(Stored data entries)
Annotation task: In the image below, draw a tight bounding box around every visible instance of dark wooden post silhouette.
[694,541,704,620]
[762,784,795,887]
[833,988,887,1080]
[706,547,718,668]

### [What is being asked]
Give back each record exactly, from the first line through the last.

### [Solution to the problem]
Annotation task: In the image below, draw a tight bounding box around every visible instance of dark wooden post silhouette.
[694,541,704,620]
[762,784,795,887]
[833,988,887,1080]
[706,547,718,668]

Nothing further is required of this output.